• [DATA FOR THIS TASK]:
▶

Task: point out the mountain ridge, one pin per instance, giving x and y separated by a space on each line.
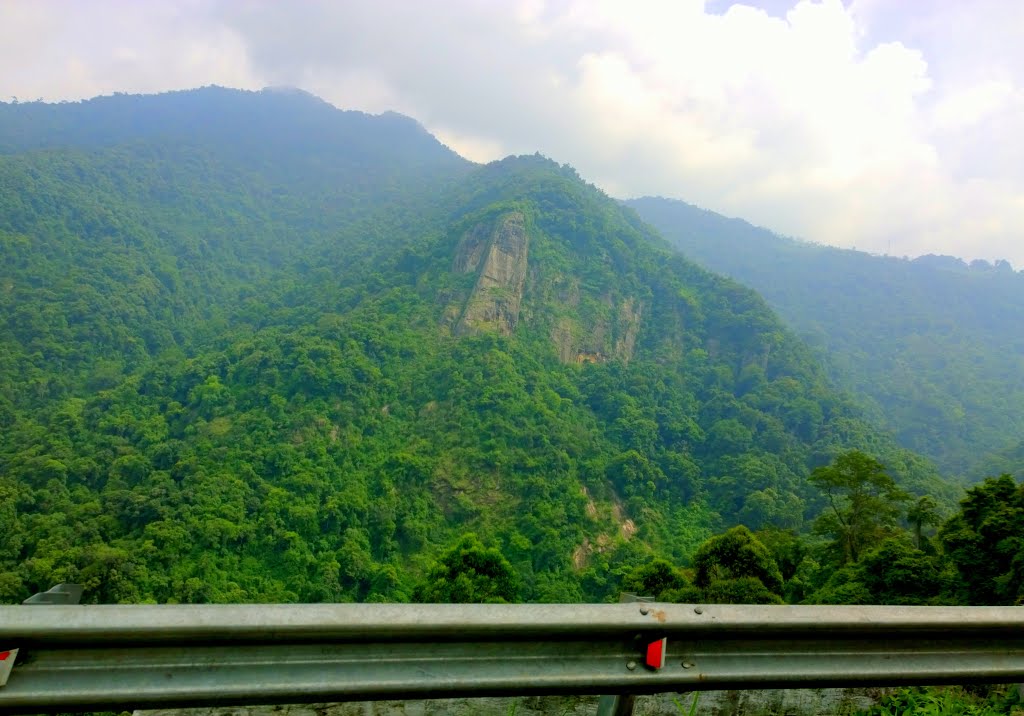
266 389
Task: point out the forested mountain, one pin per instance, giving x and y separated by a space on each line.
933 346
256 348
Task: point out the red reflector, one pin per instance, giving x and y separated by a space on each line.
655 654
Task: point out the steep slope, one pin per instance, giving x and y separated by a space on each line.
131 226
311 401
934 346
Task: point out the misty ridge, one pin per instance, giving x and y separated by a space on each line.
257 348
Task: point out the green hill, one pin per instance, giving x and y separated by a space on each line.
934 347
298 360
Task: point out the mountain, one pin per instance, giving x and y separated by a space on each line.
933 346
257 348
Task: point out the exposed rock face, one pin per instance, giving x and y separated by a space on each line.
500 257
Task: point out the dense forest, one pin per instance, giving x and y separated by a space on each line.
256 348
932 347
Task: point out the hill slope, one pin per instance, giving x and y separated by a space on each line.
935 346
247 371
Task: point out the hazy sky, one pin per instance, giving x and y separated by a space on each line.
896 126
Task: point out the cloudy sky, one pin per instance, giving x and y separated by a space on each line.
895 126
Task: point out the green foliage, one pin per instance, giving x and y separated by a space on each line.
932 347
233 368
657 579
736 567
947 701
863 503
985 543
470 573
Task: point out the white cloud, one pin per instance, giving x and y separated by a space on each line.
850 124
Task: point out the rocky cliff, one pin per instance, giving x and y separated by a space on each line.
498 253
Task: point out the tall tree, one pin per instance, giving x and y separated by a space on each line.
863 503
470 573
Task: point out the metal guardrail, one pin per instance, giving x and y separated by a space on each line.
112 658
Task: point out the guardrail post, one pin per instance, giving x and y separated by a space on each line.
621 704
616 706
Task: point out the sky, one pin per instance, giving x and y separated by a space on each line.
892 126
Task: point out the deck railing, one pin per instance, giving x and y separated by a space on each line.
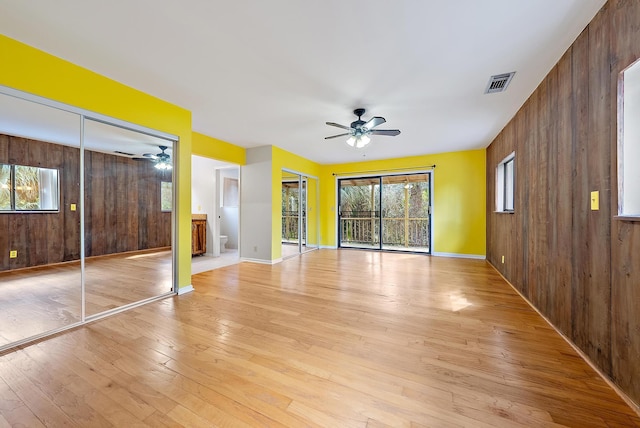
290 221
405 232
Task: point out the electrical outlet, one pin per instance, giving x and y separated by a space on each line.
595 200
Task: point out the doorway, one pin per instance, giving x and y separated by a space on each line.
385 212
215 200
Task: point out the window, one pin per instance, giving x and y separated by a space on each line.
28 188
166 196
505 180
629 143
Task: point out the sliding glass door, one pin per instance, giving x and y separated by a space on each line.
390 212
299 213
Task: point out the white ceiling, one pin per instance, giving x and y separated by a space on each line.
257 73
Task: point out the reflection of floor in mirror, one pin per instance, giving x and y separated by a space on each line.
207 262
44 298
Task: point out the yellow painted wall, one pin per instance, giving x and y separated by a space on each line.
203 145
284 159
41 74
459 198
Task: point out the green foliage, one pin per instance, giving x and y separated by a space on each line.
27 188
5 187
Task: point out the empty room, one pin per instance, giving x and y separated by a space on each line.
344 214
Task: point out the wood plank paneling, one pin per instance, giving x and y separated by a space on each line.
70 189
625 254
576 265
598 280
111 206
5 236
579 198
562 212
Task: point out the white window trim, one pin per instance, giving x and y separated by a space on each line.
500 184
629 153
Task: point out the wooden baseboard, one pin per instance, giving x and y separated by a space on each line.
77 261
579 351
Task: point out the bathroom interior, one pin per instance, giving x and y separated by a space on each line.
215 214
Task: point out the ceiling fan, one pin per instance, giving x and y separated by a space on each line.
162 159
359 131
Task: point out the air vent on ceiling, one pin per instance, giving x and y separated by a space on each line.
499 82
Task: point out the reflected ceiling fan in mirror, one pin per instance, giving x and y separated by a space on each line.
162 160
360 130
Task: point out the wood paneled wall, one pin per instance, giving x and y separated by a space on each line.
122 207
580 268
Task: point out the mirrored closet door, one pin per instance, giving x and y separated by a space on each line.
86 216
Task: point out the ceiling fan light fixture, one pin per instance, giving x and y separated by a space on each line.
362 141
360 130
163 165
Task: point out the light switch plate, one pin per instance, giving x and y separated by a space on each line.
595 200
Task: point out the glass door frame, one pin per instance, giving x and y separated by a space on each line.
303 207
378 180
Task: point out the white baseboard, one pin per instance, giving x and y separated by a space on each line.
460 256
183 290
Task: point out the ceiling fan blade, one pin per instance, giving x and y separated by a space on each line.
373 122
337 125
389 132
339 135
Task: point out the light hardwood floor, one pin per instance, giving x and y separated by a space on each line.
41 299
331 338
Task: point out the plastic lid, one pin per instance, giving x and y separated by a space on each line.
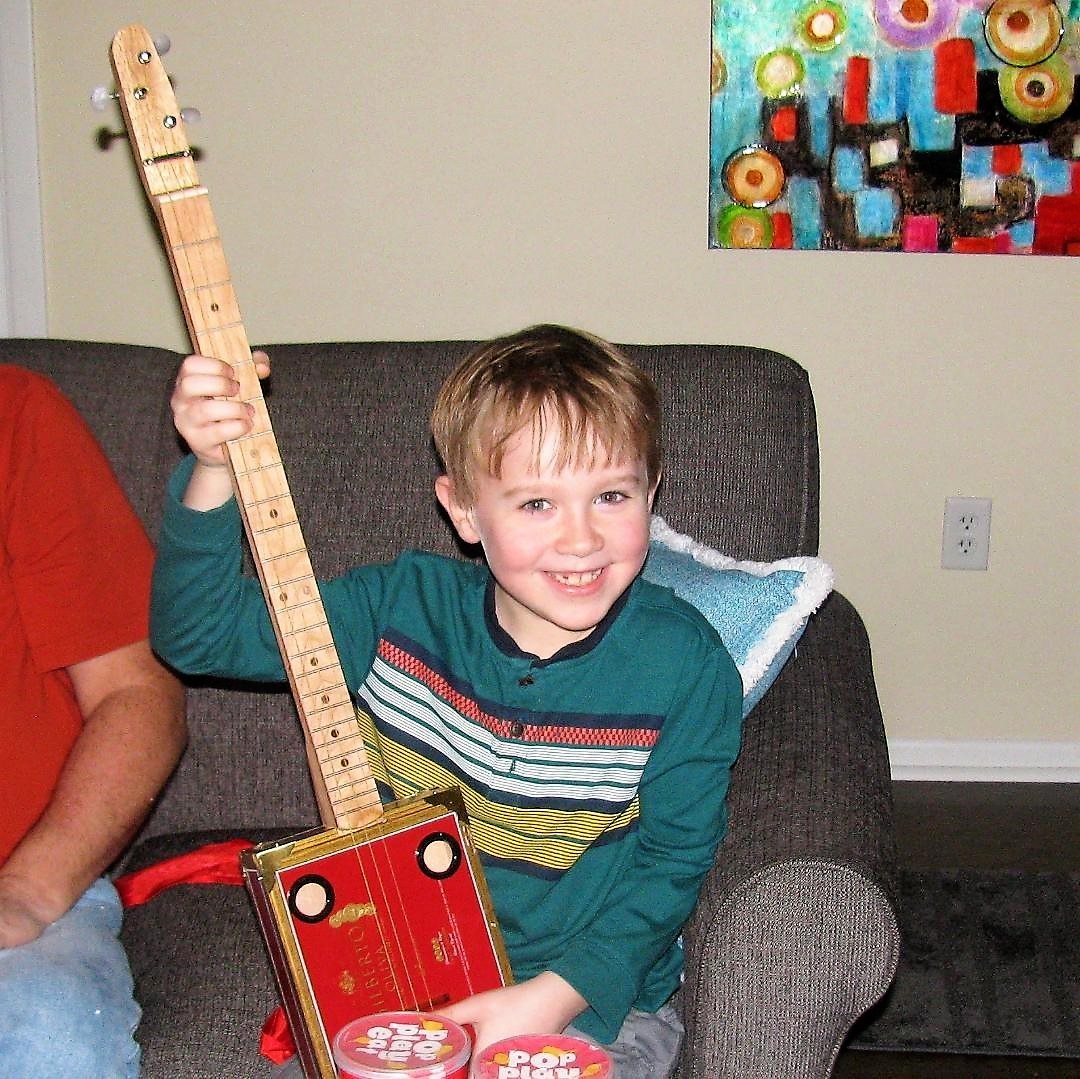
540 1056
409 1044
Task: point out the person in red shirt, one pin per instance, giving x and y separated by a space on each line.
91 727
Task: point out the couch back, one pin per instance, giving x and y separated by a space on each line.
740 474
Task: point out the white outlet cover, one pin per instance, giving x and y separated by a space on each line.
966 534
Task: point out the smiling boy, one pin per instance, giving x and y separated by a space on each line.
589 717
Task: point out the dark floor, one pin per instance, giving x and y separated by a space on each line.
977 825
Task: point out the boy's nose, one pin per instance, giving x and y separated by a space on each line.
579 536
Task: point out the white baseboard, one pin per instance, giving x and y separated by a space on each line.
997 761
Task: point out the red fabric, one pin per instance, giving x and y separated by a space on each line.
75 581
217 863
275 1042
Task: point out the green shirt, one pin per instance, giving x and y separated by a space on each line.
594 780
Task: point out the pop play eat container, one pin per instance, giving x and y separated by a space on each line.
408 1044
542 1056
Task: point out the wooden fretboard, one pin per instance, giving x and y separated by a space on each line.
340 770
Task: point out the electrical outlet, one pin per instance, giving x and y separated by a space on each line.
966 535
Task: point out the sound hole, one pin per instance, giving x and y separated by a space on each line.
439 855
311 898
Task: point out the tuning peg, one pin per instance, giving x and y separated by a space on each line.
100 96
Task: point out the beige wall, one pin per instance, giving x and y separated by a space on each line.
421 170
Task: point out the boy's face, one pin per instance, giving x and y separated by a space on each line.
563 545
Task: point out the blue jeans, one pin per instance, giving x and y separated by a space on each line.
66 1002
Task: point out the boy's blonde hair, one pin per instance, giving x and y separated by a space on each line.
604 408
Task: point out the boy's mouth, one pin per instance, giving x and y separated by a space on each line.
577 580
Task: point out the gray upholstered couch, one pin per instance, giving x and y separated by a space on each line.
795 934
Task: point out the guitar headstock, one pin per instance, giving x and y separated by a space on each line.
151 116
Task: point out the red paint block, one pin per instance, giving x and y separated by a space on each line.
856 91
1006 160
784 124
782 230
919 232
973 245
1056 224
955 85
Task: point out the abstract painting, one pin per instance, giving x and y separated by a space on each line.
909 125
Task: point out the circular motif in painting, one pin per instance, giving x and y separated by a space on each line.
743 227
821 25
753 176
1024 31
780 72
915 24
1039 93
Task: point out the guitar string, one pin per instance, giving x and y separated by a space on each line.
184 251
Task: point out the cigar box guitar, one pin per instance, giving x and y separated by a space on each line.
385 906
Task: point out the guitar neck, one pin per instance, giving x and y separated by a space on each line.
340 770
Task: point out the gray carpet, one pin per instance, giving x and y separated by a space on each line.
990 963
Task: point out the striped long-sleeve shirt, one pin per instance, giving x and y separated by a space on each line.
594 780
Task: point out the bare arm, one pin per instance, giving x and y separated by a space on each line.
132 738
543 1005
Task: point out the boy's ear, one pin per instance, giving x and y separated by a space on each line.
461 516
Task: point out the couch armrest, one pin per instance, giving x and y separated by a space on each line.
795 933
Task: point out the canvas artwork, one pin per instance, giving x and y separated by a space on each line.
916 125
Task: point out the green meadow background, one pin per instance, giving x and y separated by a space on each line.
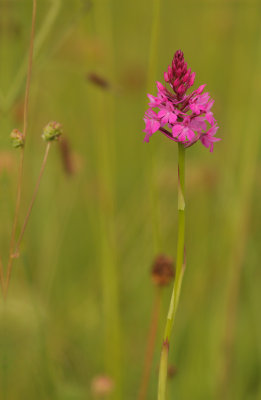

◀

• [GOAL]: Lay out as a numbered list the lines of the records from the line containing "Task: point out the couch armrest, one" through the end of the records, leaving out blank lines and pictures.

• [COMPLETED EXERCISE]:
1. Task: point out the couch armrest, one pin per instance, giving x and y separated by a space on each line.
2. 795 933
3. Task: point out the canvas artwork, one pin per instance, giving x and y separated by a space on each line.
4. 916 125
5. Task: point out the green meadow background, one pin per instance, giving x and y separated by a space on each line.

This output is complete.